▸ **What needs to be done**
Repeat the material verbatim. Images are excluded from the copy.

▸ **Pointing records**
⟨
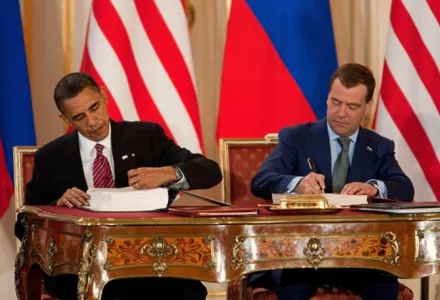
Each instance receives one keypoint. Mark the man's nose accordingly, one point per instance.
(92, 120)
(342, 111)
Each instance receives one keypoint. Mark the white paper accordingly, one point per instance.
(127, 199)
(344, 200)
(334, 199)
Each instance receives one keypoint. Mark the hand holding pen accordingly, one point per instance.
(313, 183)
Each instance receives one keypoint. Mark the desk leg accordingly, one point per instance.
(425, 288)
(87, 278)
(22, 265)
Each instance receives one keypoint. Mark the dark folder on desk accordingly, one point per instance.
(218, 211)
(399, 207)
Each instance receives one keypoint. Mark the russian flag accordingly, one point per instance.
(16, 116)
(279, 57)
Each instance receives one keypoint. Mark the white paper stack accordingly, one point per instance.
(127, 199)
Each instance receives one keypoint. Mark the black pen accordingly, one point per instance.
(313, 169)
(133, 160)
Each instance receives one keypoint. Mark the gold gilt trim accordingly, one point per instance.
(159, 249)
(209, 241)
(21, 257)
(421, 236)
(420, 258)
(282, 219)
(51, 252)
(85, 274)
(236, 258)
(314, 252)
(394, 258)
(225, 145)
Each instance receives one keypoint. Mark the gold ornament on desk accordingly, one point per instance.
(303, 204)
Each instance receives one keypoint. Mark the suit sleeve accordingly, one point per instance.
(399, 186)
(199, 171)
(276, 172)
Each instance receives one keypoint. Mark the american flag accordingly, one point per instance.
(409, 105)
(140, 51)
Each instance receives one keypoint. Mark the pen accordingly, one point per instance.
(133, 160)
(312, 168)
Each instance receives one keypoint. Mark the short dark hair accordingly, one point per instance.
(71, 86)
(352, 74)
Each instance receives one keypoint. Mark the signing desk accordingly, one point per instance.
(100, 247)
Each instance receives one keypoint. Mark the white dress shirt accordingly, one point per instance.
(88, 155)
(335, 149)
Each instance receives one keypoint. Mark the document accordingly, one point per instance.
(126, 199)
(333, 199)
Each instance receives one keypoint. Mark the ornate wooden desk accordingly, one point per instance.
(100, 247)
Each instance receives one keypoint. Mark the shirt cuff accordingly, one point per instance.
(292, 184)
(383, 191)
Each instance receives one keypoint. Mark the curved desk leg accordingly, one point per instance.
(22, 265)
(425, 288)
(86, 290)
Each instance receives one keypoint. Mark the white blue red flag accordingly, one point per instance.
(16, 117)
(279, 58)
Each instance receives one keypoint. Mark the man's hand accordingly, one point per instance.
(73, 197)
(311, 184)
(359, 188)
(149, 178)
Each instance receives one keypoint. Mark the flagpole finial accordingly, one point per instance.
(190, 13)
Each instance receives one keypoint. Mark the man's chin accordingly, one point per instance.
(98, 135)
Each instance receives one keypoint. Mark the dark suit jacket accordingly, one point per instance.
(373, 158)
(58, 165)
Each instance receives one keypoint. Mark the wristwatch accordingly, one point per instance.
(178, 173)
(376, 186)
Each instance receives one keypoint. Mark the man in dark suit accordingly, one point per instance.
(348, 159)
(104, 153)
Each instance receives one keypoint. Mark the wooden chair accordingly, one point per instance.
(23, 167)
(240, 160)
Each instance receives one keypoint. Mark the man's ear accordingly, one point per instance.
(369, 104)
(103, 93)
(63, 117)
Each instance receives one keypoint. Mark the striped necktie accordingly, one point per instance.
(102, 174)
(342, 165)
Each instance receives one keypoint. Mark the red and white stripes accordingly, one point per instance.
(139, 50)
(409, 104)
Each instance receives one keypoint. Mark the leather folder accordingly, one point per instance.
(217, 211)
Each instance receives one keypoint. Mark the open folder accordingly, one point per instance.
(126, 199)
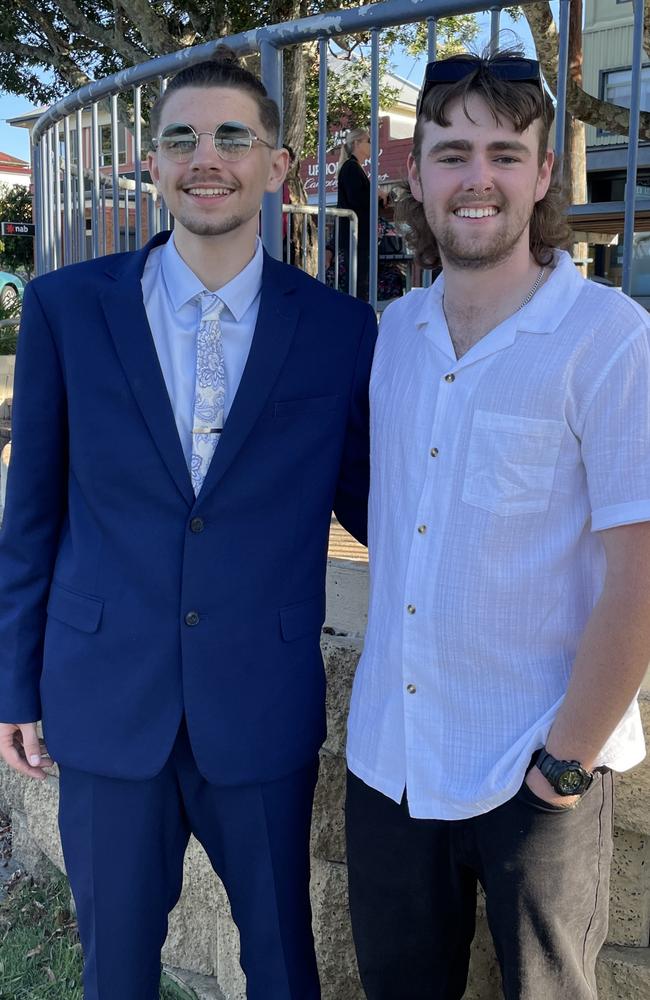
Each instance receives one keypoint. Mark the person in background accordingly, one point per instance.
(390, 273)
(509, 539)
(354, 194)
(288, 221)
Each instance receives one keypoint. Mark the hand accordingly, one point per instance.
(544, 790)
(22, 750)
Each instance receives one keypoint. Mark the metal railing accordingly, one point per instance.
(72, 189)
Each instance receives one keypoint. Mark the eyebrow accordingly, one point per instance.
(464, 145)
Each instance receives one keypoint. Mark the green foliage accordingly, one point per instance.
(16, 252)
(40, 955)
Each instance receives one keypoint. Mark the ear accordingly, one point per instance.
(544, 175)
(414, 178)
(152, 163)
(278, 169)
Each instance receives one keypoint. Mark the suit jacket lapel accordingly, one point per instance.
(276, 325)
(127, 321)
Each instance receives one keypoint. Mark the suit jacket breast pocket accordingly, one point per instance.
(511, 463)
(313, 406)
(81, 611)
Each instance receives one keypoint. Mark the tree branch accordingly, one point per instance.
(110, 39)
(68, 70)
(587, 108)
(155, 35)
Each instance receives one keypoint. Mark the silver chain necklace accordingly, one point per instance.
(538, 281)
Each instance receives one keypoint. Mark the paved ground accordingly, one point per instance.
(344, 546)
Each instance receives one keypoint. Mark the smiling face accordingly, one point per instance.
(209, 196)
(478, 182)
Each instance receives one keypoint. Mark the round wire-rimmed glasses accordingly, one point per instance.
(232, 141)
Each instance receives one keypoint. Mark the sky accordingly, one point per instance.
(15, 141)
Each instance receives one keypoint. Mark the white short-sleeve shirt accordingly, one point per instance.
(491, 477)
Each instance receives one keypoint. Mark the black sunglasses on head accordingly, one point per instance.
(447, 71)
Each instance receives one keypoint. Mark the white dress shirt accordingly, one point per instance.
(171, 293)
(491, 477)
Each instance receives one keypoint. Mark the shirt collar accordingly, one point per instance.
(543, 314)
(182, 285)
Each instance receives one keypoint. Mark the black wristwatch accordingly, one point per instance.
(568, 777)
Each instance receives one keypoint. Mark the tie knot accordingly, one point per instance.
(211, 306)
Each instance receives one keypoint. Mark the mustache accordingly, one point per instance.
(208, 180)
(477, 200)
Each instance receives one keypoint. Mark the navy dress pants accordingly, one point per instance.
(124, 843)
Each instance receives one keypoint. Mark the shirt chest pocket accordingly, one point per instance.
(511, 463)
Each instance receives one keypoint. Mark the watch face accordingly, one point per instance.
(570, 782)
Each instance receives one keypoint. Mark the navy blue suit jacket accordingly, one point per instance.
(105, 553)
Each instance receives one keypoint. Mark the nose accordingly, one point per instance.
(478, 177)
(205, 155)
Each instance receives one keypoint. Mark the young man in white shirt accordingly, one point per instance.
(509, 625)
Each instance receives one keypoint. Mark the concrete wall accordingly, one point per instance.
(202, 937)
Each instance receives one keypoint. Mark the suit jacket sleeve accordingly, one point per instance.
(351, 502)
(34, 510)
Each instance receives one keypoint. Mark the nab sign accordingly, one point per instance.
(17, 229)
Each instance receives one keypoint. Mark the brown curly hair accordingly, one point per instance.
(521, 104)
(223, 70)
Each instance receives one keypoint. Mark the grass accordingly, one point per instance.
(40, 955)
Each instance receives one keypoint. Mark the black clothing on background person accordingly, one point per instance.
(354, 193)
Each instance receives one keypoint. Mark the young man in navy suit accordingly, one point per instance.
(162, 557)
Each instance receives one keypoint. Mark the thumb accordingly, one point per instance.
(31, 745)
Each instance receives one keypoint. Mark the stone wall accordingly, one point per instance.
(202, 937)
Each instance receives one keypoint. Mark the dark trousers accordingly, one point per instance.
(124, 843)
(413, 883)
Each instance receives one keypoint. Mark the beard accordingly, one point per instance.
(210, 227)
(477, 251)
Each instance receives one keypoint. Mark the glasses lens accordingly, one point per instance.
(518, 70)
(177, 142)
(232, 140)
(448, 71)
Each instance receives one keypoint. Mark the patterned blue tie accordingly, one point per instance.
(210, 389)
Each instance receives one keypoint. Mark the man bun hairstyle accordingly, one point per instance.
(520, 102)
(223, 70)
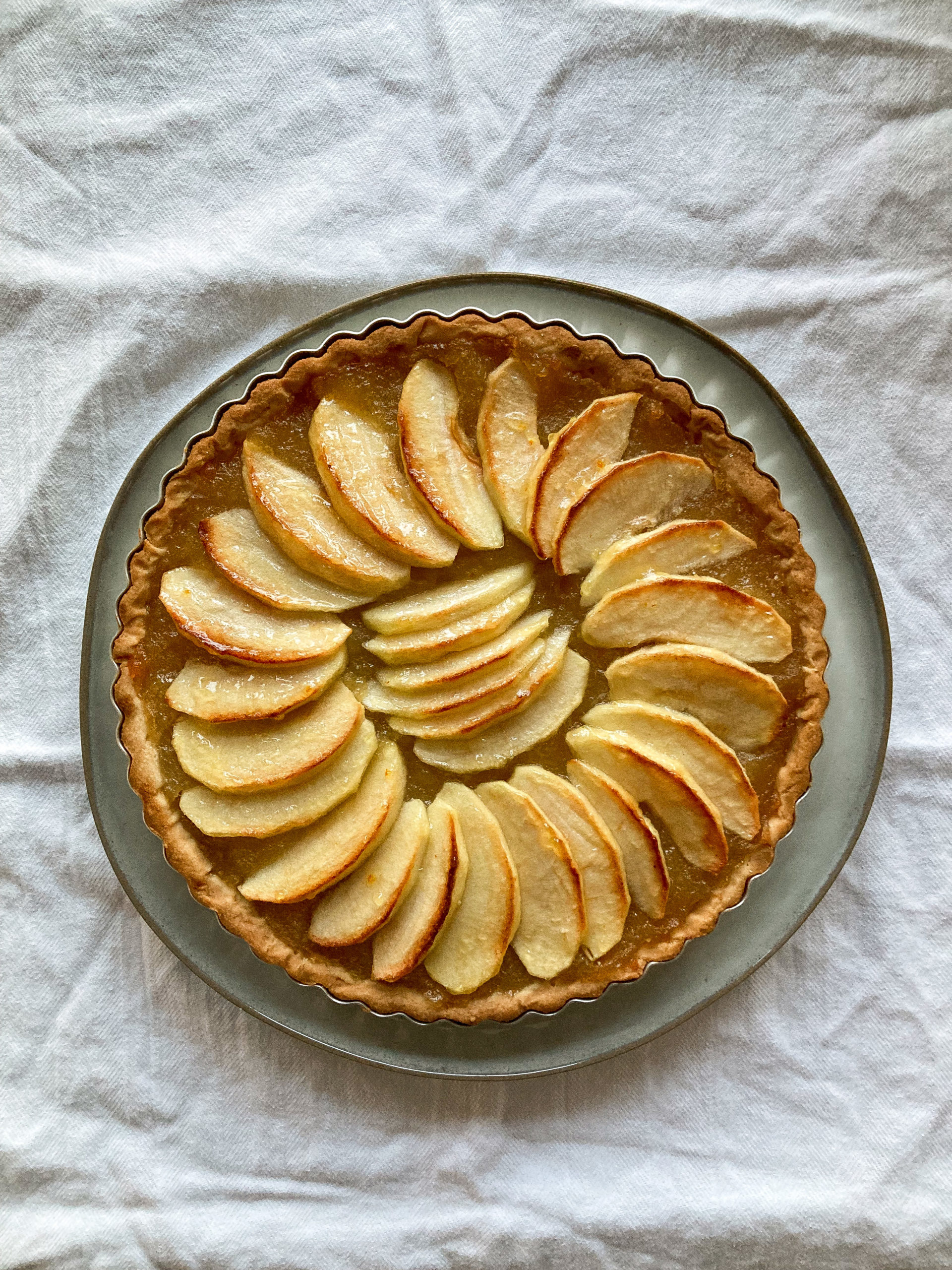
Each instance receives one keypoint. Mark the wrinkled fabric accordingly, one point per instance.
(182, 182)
⟩
▸ **Response below**
Each instance receives one keypoint. Mark the man's nose accordingly, one point per instance.
(92, 120)
(342, 111)
Each instance receives one keypoint. Mark the white paper accordingly, one point per instance.
(127, 199)
(344, 200)
(334, 199)
Each instance receives one keypoint. Mark the hand holding pen accordingly, one point per instance.
(313, 183)
Each instance receives one keypoint. Mark the desk leg accordingly, one point per instance.
(425, 288)
(87, 278)
(22, 265)
Each instance receives one keypoint. Mark the dark folder on desk accordingly, one point per instance.
(218, 211)
(399, 207)
Each instance receives one keypoint. Mark the russian flag accordingly, one point per instance.
(16, 116)
(279, 57)
Each instance receives one keypoint. Mark the white paper stack accordingly, one point per instance.
(127, 199)
Each instance receives one keypoint. Mark the black pen accordingly, one point per instance.
(313, 169)
(133, 160)
Each instance receives one keypoint. Mark the gold gilt trim accordingly, one point per instance.
(159, 249)
(209, 241)
(21, 257)
(421, 236)
(420, 258)
(282, 219)
(51, 252)
(85, 274)
(236, 258)
(314, 252)
(394, 258)
(225, 145)
Each instance receives one keypoint. Mark the gold ornament on desk accordingly, one point per instance.
(303, 204)
Each instance receives one keypoint. Mark the suit sleeve accordingly, one point per instance.
(399, 186)
(199, 171)
(276, 172)
Each instance receives one keypoint. Mark the american flag accordingly, one point per instance.
(409, 105)
(140, 51)
Each instance receives one keypoint. Mark the pen accordingly, one point per instance.
(133, 160)
(312, 168)
Each instance receives one keypoint. Mark the short dark hair accordingly, one point per instance.
(71, 86)
(352, 74)
Each instance receives one keypoint. Mark the signing desk accordingly, one point per instance.
(100, 247)
Each instance receives one keypoint. Mark the white dress shirt accordingly, one point per instance.
(88, 155)
(335, 149)
Each instance receives one keypoint. Mark the document accordingly, one point per instance.
(126, 199)
(333, 199)
Each instance receives one keypoint. Mark the ornate wooden desk accordingly, one point per instance.
(100, 247)
Each instance receives one keypoint. Mark the shirt cuff accordingly, one point per instance.
(292, 184)
(383, 191)
Each instance receives one keypoint. Mark the curved desk leg accordingly, one point per instance.
(22, 265)
(425, 288)
(86, 290)
Each instance receives one keypoint. Mark the white blue red flag accordingly, one point per instance.
(16, 117)
(279, 58)
Each instance receives one keypoint. Mark the man's hand accordingly, one point per instance.
(73, 197)
(311, 184)
(359, 188)
(149, 178)
Each instance receives one keypoint. Mark the flagpole finial accordingly, one point per instance.
(190, 13)
Each instance receives one keypoint. Mark the man's chin accordingly, one point per instance.
(98, 135)
Each instance receives one keypoint. Mark the dark suit jacket accordingly, one point per instance.
(373, 158)
(58, 165)
Each instance receives one keypoint. Mark the wristwatch accordingly, one point per instance.
(178, 173)
(376, 186)
Each instance receives one keypoint. Mark the man in dark suit accordingly, one point per instance.
(348, 159)
(104, 153)
Each instance receives one keypoint. Mark the wooden chair accordingly, one point per instance.
(23, 167)
(240, 160)
Each instance receives one keypoint. Mark the man's ear accordingly, one point per instance.
(369, 104)
(103, 93)
(63, 117)
Each instance receives one keypoint. Mark the striped necktie accordingly, one point per instance.
(102, 174)
(342, 165)
Each instance receives one keypoint. Mark the red and white stripes accordingly, one point per instance.
(139, 50)
(409, 104)
Each instance receives one keypoint. Mark the leather folder accordingly, one point per instance.
(217, 211)
Each instance receives one keypoint. Mark the open folder accordingly, one point per instance.
(126, 199)
Each instance receives one keypoint. Mark the person in background accordingly, one point per instance.
(390, 273)
(509, 539)
(354, 194)
(288, 221)
Each instance receives one keypoint. Mark the hand accordingly, one point per instance.
(544, 790)
(22, 750)
Each instance receives one keypoint. Mark the metal railing accordingly, one point per instance.
(72, 189)
Each instance receives one keypoint. Mark the eyebrow accordingly, one point per instance.
(464, 145)
Each instance receives one keypoint. Mark the green foliage accordingly, one point per instance.
(16, 252)
(40, 955)
Each instance receives one keypoint. Mark the ear accordingly, one point per instance.
(544, 175)
(414, 178)
(152, 163)
(278, 169)
Each instance receives one keypoint. Mark the suit jacket lapel accordingly, one point per instance.
(276, 325)
(127, 321)
Each instance receives one keypoint. Mark the suit jacket breast pocket accordingly, one point per instance.
(511, 463)
(313, 406)
(81, 611)
Each instance receives one keypoint. Mark the tree branch accordingly, one point per instance.
(110, 39)
(68, 70)
(587, 108)
(155, 35)
Each instance receives one keypoint. Mark the silver chain necklace accordingly, one point per instance.
(538, 281)
Each instance receives one keypoint. Mark the paved ground accordingly, one point per instance.
(344, 546)
Each instance receives one keypoint. Mark the smiling face accordingly, one point per instance.
(209, 196)
(478, 182)
Each instance receives one keypoint. Mark the round wire-rimmed glasses accordingly, one point per instance.
(232, 141)
Each instance receives one keypoint. Mark the sky accordingly, one point per instance.
(15, 141)
Each instance receives one keypoint. Mark the white short-sleeve shirt accordingly, one point per instance.
(491, 477)
Each instance receives one keypoint. Mark the black sunglasses on head accordingly, one point per instance.
(447, 71)
Each instance receives one keypoint. Mark the white dress shirt accordingly, one point per instance.
(171, 293)
(491, 477)
Each instance receives one keypoint. Mark the shirt collar accordingly, one point per instance.
(543, 314)
(182, 285)
Each instance receives one keypoint. Mark the black wristwatch accordingly, one point per instance.
(568, 777)
Each instance receives one keypoint. Mark the tie knot accordingly, one point per instance.
(211, 306)
Each instance receives one keypoint. Mark the mustache accordingly, one point per instance.
(208, 180)
(477, 200)
Each instance receives one keypoint. Mark the navy dress pants accordingly, one point per instance.
(124, 843)
Each instance receives one keypoint. Mark the shirt chest pocket accordingly, one point per instance.
(511, 463)
Each instance receives one keypoint. Mark the watch face accordingly, one point per instance.
(570, 782)
Each instance receives one keypoint. Mark the navy blue suit jacket accordingly, one point per instance.
(105, 553)
Each instance receives one keypoint. Mark the nose accordingly, one point per instance.
(478, 177)
(205, 155)
Each instance receives one keypoint. Mark the young man in white shirt accordingly, one point per instance.
(509, 625)
Each instance receives one keypoint. Mark the concrete wall accordingly, one point per instance.
(202, 937)
Each instance receives one keypoint. Mark the suit jacket sleeve accordingly, one point per instance.
(351, 502)
(34, 510)
Each instance receives one keypoint. Mark the nab sign accordingly, one point per instance.
(17, 229)
Each instance receives one keypoint. Mark the brown curly hair accordingly, one point per instance.
(521, 104)
(223, 70)
Each instance receives one keypoint. Mark the grass accordingly, one point per instance.
(40, 955)
Each instance receives one keypoint. Mark the black clothing on background person accordingly, one point per instance.
(354, 193)
Each instance receives one keypoint. Mark the young man in navy suit accordingly, one point per instance.
(162, 557)
Each instance receives one keypoint. Mark the thumb accordingly, one point per instance.
(31, 745)
Each instance receives one keypoint. Mark the stone wall accordingly, one point per instance.
(202, 937)
Each instance receives one keypoint. Mark the dark trousers accordingly, one point per instance.
(124, 843)
(413, 883)
Each instance receives one keypoint. Mark the beard accordingly, one point per instance.
(210, 227)
(477, 251)
Each instance receives one keypoint. Mark the glasses lens accordingly, one point per instance.
(518, 70)
(177, 142)
(232, 140)
(448, 71)
Each instance receives one keypoint. Mark the patterned blue tie accordingly, one point per instance.
(210, 389)
Each instance receives one keypoint. Mark the man bun hairstyle accordingly, one point per instance.
(520, 102)
(223, 70)
Each instance receives one keypoint. Mark the wrinkled fabric accordingly, one point per instance.
(182, 182)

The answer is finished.